● **WHAT YOU SHOULD DO**
Look through the data below for the line with "Report x and y for each instance of the doll head", and transcribe it exactly together with each line after it up to and including the line with "Report x and y for each instance of the traditional". Give nothing else.

● **MATERIALS PROVIDED**
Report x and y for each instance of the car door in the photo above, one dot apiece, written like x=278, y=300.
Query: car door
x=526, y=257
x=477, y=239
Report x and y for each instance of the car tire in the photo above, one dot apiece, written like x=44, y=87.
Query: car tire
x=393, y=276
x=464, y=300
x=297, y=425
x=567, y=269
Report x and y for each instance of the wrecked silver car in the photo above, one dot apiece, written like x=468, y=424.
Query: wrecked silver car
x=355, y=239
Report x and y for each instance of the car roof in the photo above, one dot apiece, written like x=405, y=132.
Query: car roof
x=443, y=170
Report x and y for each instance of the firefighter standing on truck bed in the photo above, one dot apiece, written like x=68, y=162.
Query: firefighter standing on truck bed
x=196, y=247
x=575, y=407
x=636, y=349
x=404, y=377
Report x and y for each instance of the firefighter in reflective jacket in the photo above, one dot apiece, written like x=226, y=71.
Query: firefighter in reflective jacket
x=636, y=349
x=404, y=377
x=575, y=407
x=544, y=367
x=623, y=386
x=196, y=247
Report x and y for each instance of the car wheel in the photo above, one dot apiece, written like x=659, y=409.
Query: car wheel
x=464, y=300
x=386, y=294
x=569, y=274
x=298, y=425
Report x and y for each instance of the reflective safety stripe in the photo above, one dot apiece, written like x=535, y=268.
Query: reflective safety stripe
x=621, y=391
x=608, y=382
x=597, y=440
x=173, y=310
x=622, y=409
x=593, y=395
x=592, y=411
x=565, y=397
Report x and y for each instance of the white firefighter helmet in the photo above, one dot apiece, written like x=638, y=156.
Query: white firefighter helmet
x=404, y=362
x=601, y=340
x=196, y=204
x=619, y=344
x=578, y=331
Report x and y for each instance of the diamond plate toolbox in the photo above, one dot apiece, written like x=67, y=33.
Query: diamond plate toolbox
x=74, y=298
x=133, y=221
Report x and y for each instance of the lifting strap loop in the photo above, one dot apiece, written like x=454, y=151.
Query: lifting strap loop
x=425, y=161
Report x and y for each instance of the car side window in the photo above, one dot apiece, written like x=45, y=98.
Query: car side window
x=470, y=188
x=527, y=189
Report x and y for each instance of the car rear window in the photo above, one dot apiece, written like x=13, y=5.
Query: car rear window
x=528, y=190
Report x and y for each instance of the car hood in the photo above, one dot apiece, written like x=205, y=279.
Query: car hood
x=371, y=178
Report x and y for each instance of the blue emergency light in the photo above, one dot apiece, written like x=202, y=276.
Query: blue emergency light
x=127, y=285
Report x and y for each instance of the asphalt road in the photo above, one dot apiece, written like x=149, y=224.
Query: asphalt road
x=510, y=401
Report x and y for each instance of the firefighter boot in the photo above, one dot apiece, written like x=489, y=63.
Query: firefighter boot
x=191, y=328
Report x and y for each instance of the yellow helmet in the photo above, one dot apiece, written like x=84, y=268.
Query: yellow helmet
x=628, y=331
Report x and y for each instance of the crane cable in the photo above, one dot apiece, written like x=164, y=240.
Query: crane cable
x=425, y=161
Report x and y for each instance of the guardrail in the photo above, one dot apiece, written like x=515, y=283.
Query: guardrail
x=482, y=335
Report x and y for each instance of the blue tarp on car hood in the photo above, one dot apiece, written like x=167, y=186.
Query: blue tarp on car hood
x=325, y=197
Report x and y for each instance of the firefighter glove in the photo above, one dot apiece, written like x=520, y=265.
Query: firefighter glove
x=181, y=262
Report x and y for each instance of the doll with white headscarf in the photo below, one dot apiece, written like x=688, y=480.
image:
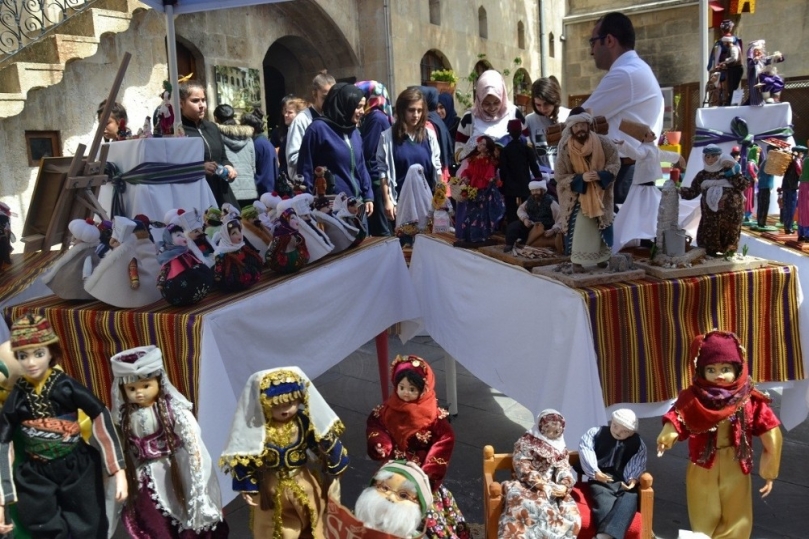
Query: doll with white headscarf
x=538, y=501
x=721, y=185
x=173, y=490
x=237, y=264
x=67, y=275
x=280, y=425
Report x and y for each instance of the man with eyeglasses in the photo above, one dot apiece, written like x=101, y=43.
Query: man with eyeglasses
x=629, y=90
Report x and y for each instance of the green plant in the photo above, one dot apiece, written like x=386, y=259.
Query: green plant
x=444, y=75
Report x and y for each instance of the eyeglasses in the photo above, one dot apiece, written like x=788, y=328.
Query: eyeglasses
x=593, y=40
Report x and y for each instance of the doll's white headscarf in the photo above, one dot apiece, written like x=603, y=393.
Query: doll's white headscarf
x=559, y=443
x=247, y=431
x=148, y=365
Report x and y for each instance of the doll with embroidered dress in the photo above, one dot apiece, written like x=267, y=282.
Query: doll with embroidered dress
x=411, y=426
x=173, y=488
x=719, y=414
x=282, y=428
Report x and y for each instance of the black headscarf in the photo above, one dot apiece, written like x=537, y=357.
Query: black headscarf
x=338, y=110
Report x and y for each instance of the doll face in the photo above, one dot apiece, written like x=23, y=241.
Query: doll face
x=720, y=373
x=285, y=411
x=178, y=238
x=619, y=432
x=143, y=392
x=407, y=391
x=710, y=158
x=552, y=429
x=35, y=362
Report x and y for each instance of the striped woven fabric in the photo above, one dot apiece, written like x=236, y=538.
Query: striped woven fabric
x=642, y=330
x=92, y=332
x=24, y=269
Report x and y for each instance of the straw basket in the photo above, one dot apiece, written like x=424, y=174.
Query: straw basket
x=777, y=162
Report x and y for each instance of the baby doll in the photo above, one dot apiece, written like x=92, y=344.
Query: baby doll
x=58, y=485
x=538, y=502
x=238, y=265
x=183, y=279
x=173, y=491
x=719, y=413
x=281, y=421
x=287, y=253
x=613, y=458
x=67, y=275
x=721, y=185
x=410, y=425
x=125, y=277
x=397, y=501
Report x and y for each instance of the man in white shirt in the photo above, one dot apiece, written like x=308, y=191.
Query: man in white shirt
x=628, y=91
x=321, y=85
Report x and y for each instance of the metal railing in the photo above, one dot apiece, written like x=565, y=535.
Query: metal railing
x=25, y=21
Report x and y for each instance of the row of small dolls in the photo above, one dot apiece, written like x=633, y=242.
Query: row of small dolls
x=224, y=248
x=144, y=462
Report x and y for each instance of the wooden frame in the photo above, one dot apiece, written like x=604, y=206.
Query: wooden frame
x=35, y=155
x=493, y=492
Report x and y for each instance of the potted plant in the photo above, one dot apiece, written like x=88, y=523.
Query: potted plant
x=443, y=80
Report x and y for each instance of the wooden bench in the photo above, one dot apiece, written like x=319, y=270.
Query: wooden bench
x=493, y=502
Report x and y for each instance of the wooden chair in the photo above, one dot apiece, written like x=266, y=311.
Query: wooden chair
x=493, y=502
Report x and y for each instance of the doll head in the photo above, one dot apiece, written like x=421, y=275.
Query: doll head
x=35, y=345
x=623, y=424
x=282, y=393
x=719, y=357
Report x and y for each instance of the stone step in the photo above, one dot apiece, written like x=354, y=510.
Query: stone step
x=20, y=77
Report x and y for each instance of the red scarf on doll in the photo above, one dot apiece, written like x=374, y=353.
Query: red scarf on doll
x=404, y=419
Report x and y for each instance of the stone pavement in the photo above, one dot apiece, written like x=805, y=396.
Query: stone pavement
x=486, y=416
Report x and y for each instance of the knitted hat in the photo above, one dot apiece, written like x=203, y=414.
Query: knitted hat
x=626, y=418
x=717, y=347
x=32, y=331
x=413, y=473
x=537, y=184
x=636, y=130
x=84, y=230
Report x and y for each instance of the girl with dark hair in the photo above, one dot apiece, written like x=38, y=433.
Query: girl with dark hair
x=219, y=171
x=333, y=141
x=173, y=490
x=410, y=425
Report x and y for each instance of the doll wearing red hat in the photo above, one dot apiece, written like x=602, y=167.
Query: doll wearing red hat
x=719, y=413
x=411, y=426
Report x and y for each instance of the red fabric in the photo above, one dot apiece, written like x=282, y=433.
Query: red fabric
x=589, y=528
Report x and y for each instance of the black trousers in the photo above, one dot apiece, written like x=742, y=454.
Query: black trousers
x=613, y=508
x=763, y=201
x=63, y=498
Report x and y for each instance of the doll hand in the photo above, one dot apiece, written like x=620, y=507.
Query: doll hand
x=4, y=528
x=765, y=490
x=121, y=488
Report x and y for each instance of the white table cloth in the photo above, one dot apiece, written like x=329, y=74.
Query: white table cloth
x=155, y=200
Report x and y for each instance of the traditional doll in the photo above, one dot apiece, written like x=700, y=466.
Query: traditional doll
x=721, y=185
x=410, y=425
x=67, y=275
x=538, y=500
x=719, y=413
x=613, y=457
x=184, y=279
x=173, y=490
x=126, y=276
x=281, y=422
x=287, y=253
x=238, y=265
x=441, y=211
x=479, y=217
x=397, y=501
x=637, y=219
x=58, y=486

● **YOUR RESPONSE**
Report x and y for each instance of the doll head in the photo above, one dot apiece, written like x=421, y=275.
Query: doll head
x=35, y=345
x=623, y=424
x=282, y=393
x=719, y=357
Report x and y for each instance of the stone step in the photo above, one dot apiece, written like x=354, y=510.
Query: stone step
x=20, y=77
Report x and y for each instance of the red scarf on doll in the photo above, one dot apiece, written like x=374, y=353.
Query: red scarf on doll
x=404, y=419
Report x and y for each instance of the stone pavement in the photo above, one dot apiece, written like x=805, y=396.
Query: stone pavement
x=486, y=416
Report x and y for each instance of the knitted hat in the photo above, one dot apiece, written like x=203, y=414.
Query: knitted hat
x=626, y=418
x=717, y=347
x=32, y=331
x=413, y=473
x=537, y=184
x=636, y=130
x=84, y=230
Report x and y for each instance of the girl with dark hair in the photo above, one dot apiece, written like x=38, y=433.
Query: girl with dark hair
x=219, y=171
x=333, y=141
x=173, y=490
x=410, y=425
Report x and y for each instance of the doll wearing red hat in the photo above, one dot apiece, written like x=602, y=167.
Query: doll wearing red hat
x=719, y=413
x=411, y=426
Report x and y for each instance of the red fabric in the photo above, one dot apiece, written like x=282, y=433.
Query: red fabric
x=589, y=528
Report x and y for each instance of the black trousers in the photo above, one dot apiece, written like x=742, y=454.
Query: black trousers
x=613, y=508
x=763, y=201
x=63, y=498
Report x and y for each instance of the doll hand in the photo above, one dot apiece, written like x=620, y=507.
Query: doll hand
x=4, y=528
x=765, y=490
x=121, y=488
Report x and y for each instance of the white table cloth in the photo above, one dot apiece, written like x=329, y=74.
Query: white table cloth
x=155, y=200
Report x and y for each instance of the traditional doll in the photo above, one dot apiece, written like x=700, y=466.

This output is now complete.